- PROBLEM DETAILS: Go through the listing below and list every line with "along".

- THE DATA:

┌──

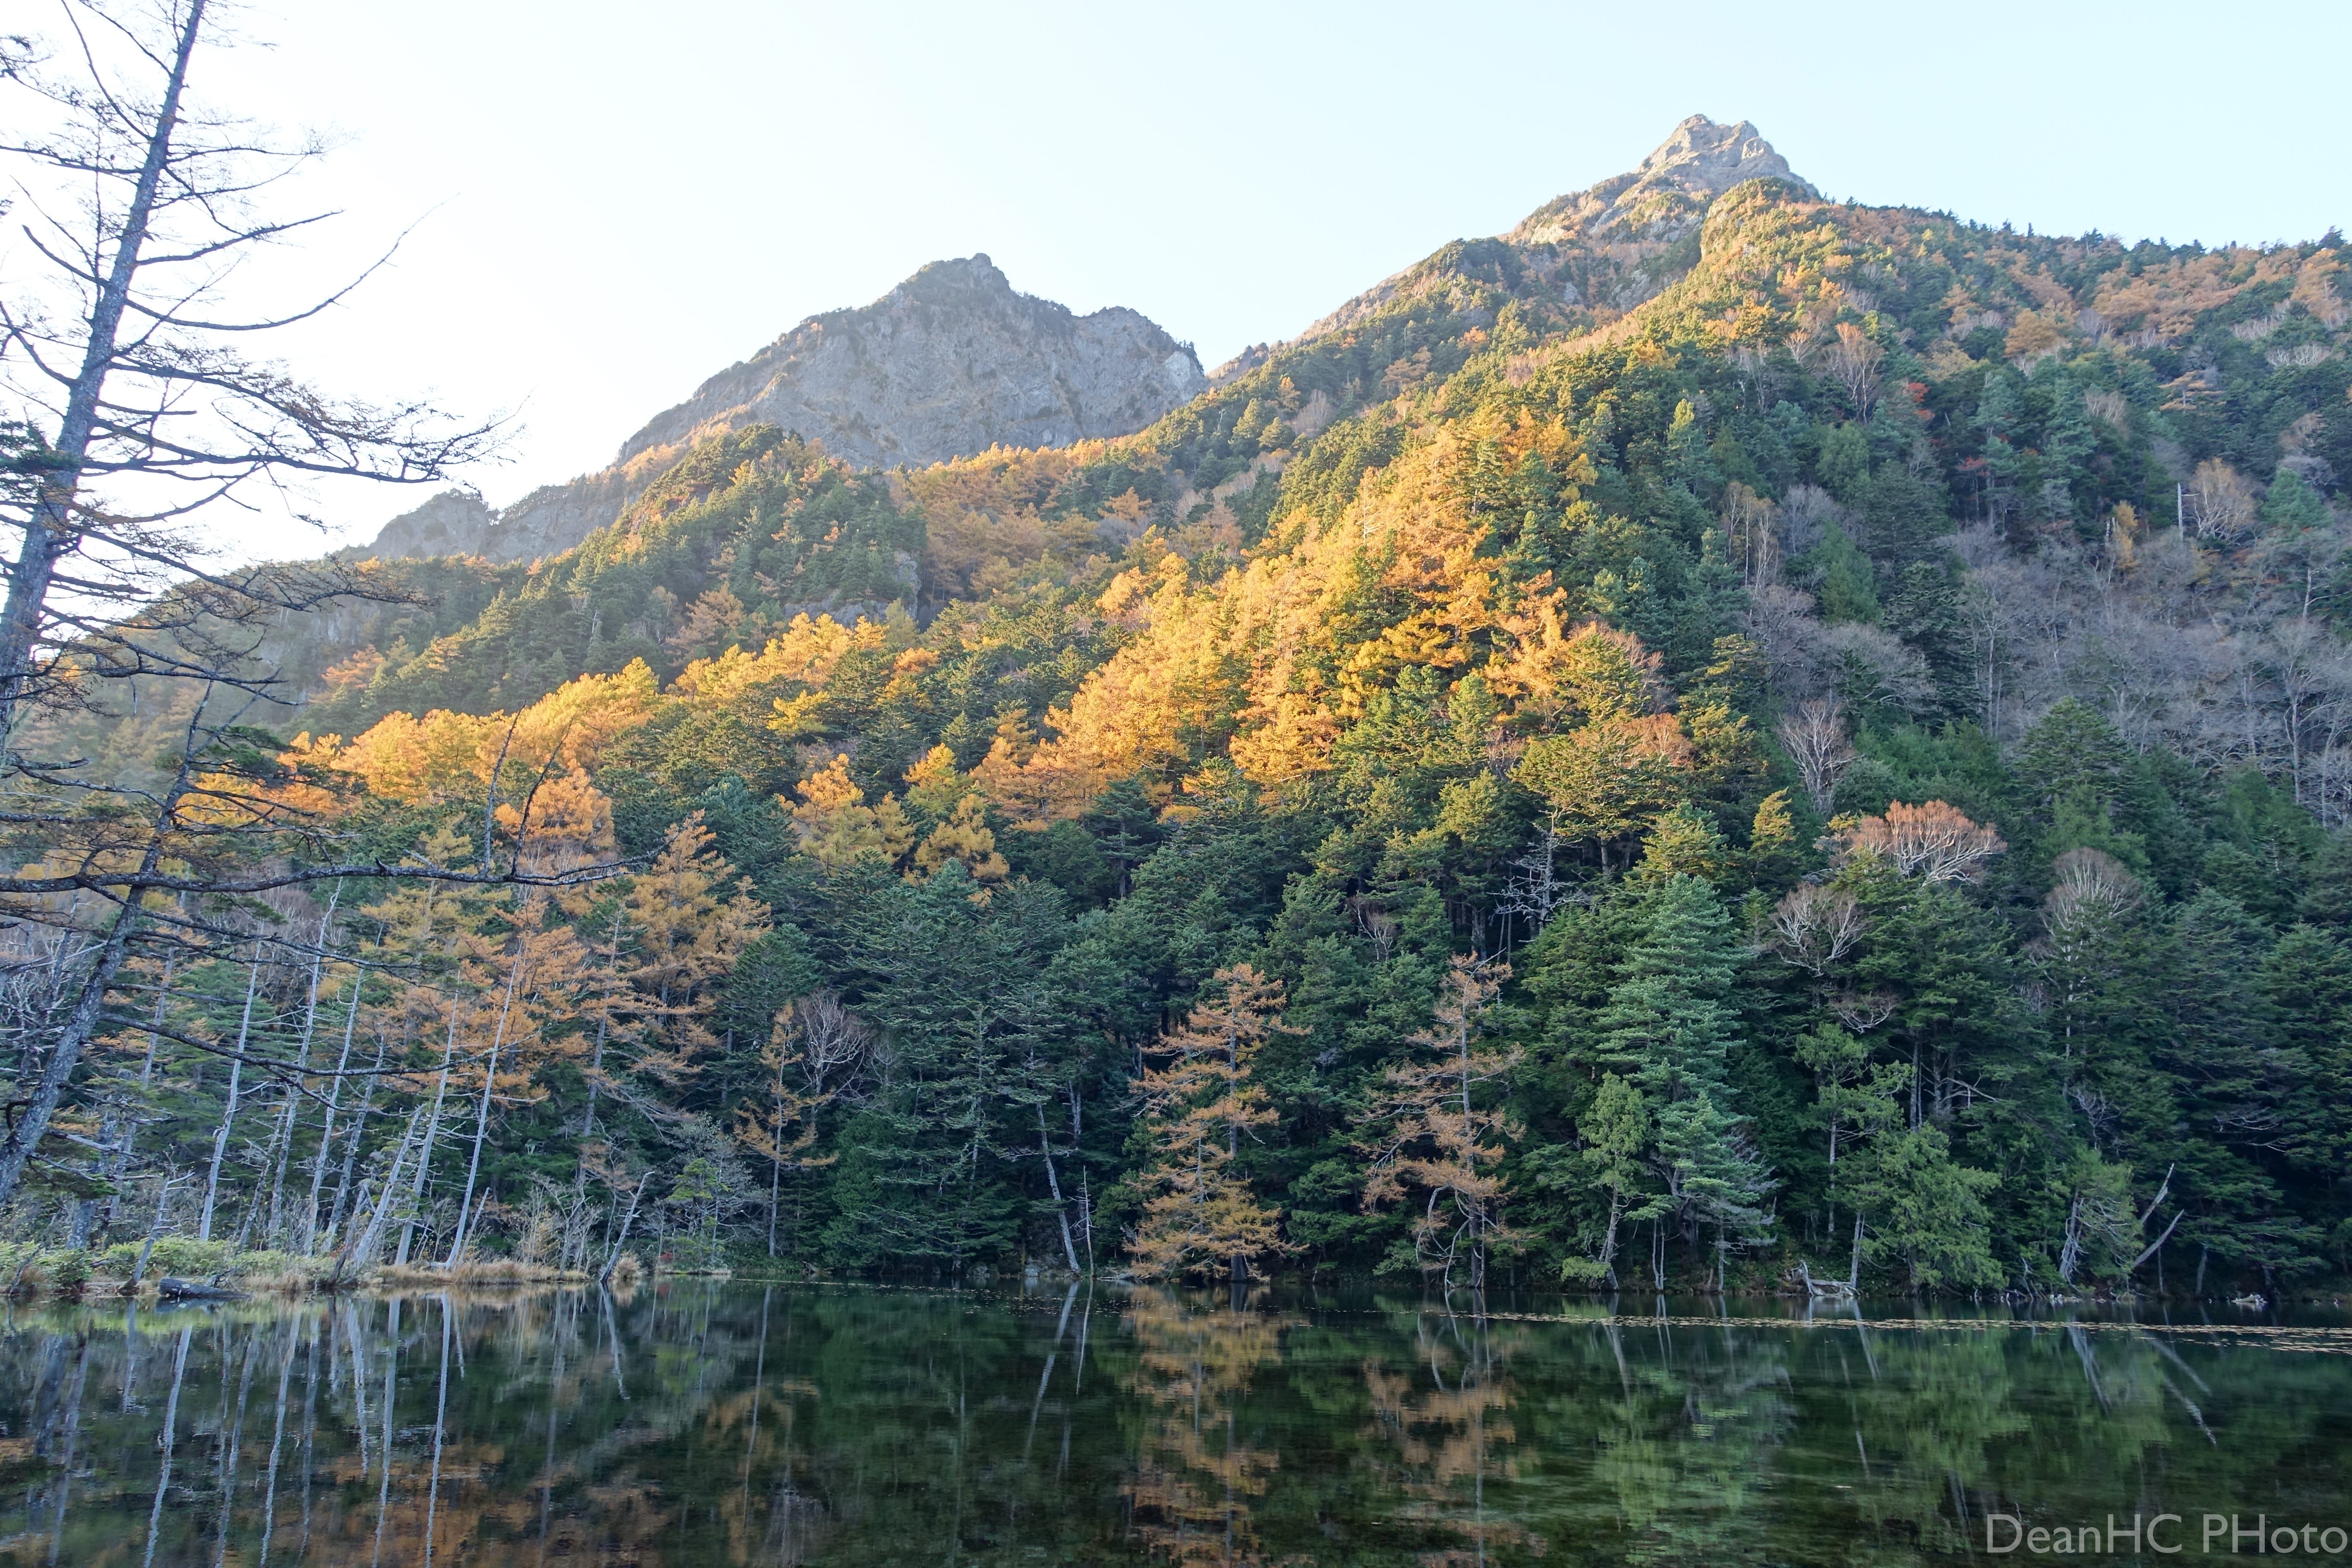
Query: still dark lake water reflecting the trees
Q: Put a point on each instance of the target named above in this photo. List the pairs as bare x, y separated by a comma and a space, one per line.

└──
┌──

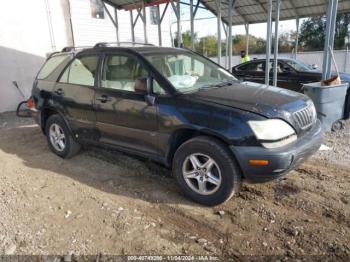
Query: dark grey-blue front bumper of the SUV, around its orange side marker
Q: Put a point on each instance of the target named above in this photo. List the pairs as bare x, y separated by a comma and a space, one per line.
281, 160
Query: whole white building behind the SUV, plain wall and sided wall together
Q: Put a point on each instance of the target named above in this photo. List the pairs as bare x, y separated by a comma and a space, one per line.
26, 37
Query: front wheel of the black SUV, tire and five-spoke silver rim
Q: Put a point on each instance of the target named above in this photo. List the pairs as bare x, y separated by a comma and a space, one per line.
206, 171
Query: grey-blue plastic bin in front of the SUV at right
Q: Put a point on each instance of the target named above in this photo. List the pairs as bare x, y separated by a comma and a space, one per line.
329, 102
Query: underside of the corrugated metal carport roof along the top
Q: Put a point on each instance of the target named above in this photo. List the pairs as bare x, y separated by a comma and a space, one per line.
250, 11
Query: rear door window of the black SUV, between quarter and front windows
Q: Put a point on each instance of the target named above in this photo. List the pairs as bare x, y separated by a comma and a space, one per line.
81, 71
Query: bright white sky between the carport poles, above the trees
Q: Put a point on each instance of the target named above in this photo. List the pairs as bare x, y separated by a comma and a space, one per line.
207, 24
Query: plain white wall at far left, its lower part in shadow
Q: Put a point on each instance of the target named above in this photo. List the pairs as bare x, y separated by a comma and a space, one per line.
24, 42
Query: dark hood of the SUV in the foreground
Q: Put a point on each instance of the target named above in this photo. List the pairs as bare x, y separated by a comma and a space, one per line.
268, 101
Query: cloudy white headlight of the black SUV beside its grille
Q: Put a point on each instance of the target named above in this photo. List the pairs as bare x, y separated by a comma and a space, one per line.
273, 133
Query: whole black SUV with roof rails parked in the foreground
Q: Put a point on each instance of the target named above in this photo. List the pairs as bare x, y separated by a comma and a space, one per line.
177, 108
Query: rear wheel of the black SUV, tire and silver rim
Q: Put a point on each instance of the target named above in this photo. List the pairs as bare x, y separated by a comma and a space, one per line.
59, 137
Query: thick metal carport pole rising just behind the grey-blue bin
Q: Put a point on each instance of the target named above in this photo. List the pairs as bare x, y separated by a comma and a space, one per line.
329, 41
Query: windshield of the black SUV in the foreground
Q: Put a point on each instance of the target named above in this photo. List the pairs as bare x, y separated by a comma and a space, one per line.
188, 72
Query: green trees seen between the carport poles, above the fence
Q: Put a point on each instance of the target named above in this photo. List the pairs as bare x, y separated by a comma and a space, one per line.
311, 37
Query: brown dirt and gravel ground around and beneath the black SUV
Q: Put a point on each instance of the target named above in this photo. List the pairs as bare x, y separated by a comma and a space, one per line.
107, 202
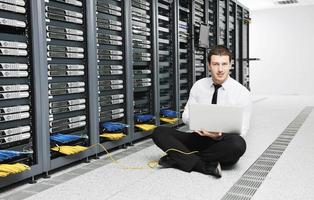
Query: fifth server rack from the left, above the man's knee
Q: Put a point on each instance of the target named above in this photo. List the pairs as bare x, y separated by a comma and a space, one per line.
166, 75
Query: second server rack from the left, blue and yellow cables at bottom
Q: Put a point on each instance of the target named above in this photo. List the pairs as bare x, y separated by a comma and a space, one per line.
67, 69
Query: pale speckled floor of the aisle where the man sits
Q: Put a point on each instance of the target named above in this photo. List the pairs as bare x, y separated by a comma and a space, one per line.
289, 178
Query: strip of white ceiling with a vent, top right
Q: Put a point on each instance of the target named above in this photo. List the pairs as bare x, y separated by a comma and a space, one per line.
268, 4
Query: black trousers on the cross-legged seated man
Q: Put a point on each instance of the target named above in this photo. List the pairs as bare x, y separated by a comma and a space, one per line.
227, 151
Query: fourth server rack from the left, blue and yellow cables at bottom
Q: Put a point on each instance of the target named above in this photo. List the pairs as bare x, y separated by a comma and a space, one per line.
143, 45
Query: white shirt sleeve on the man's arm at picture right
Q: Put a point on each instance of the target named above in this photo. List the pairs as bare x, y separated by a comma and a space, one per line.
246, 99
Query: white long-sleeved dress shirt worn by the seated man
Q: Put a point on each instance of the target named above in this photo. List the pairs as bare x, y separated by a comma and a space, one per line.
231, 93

└──
┌──

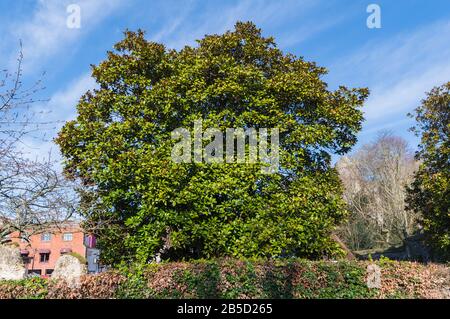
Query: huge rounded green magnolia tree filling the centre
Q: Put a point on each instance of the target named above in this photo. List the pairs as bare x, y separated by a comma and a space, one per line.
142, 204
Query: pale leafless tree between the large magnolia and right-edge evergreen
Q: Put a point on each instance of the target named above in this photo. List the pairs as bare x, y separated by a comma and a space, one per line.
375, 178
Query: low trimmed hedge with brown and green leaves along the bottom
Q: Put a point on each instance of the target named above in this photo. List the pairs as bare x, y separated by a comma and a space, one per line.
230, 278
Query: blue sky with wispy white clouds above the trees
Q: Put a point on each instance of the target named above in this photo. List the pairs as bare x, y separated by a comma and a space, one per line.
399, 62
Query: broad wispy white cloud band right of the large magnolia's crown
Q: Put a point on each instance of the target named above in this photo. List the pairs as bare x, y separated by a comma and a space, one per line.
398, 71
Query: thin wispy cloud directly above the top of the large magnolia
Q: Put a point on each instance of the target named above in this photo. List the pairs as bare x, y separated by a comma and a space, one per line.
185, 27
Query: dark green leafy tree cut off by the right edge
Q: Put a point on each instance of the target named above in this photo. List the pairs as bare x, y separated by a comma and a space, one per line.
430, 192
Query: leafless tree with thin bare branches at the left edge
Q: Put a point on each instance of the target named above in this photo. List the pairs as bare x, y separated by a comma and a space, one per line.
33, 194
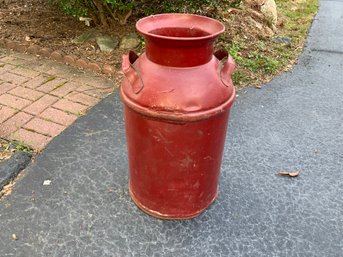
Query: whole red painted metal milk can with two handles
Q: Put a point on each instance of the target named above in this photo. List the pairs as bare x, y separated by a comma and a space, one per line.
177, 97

└──

- ANSWER TO THIS EXERCISE:
Query: underside of the corrugated metal carport roof along the top
Query: low trimmed hedge with brown and green leaves along the bottom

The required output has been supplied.